* Assignment *
What you return must be the full data, repeated verbatim, with no pictures in it.
______________________________
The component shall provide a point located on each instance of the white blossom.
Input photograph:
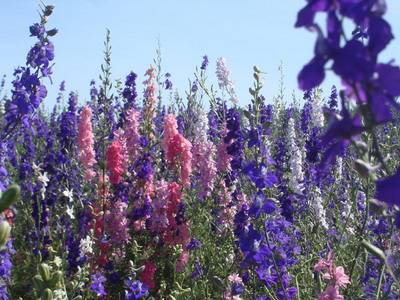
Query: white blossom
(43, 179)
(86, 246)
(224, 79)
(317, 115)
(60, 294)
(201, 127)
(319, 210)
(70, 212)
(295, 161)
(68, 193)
______________________________
* Exercise response *
The component shall provide a point located on each instance of the white blossom.
Input photograph:
Query: white blossom
(43, 179)
(86, 246)
(224, 79)
(317, 115)
(60, 294)
(201, 127)
(319, 210)
(70, 212)
(295, 161)
(68, 193)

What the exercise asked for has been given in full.